Page excerpt:
+ + + + +

When faced with an IRS audit, an effective strategy can be the key to obtaining a favorable outcome for the taxpayer. Early in the audit process, the taxpayer or his or her qualified representative should consider the policy against repetitive examination, the IRS policy on reopening examinations, and the various statutes of limitations that apply to examination of the taxpayer’s records and books.
1. The IRS Policy Concerning Repetitive Examinations
An initial consideration is whether or not the taxpayer’s audit violates the IRS’s policy against repetitive examinations. The policy against repetitive examinations applies when the taxpayer has been audited in the past two years, and the audits resulted in essentially no change. If you are a taxpayer who has been audited once in the past two years and your audit resulted in little or no change, then you should raise the repetitive examinations issue with the IRS immediately upon receiving an audit letter from the IRS. In many cases, the audit can be resolved and closed at this very early stage if the requirements of the repetitive examinations policy are met. This is a very useful strategy that can be used to simplify the audit process for the taxpayer.

+ + + + +

Exercises:
- 1) Answer these questions on the passage on IRS audit strategy:
(a) Which three matters should the taxpayer or a qualified representative consider early in the audit process?
(b) Within what period must a taxpayer have been audited for the policy against repetitive examinations to apply?
(c) At what point should a qualifying taxpayer raise the repetitive examinations issue with the IRS?
- 2) State whether each statement agrees with the passage on IRS audit strategy, and quote the words that decide it:
(a) The policy against repetitive examinations applies when earlier audits resulted in essentially no change.
(b) A taxpayer should wait until the audit is well underway before raising the repetitive examinations issue.
(c) An audit can sometimes be closed at a very early stage when the policy's requirements are met.
- 3) From the passage on IRS audit strategy, write out everything from "When faced with" down to "records and books.".
The data placed after this passage was drawn from a separate source.

Stored data entries:
+ + + + +

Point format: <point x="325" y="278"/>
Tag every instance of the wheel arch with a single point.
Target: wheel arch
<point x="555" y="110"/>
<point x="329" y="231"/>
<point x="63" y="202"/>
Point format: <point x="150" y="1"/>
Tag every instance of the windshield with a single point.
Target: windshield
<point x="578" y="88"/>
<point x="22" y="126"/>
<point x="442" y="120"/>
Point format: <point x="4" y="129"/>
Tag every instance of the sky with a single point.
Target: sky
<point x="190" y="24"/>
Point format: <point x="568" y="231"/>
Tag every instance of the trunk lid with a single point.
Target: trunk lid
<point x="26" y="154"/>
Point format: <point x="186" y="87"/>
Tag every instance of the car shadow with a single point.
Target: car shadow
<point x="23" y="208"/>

+ + + + +

Response list:
- 1)
(a) The policy against repetitive examination, the IRS policy on reopening examinations, and the various statutes of limitations that apply to examination of the taxpayer's records and books.
(b) The past two years.
(c) Immediately upon receiving an audit letter from the IRS.

- 2)
(a) Yes: "the audits resulted in essentially no change"
(b) No: "immediately upon receiving an audit letter from the IRS"
(c) Yes: "In many cases, the audit can be resolved and closed at this very early stage"

- 3)
When faced with an IRS audit, an effective strategy can be the key to obtaining a favorable outcome for the taxpayer. Early in the audit process, the taxpayer or his or her qualified representative should consider the policy against repetitive examination, the IRS policy on reopening examinations, and the various statutes of limitations that apply to examination of the taxpayer’s records and books.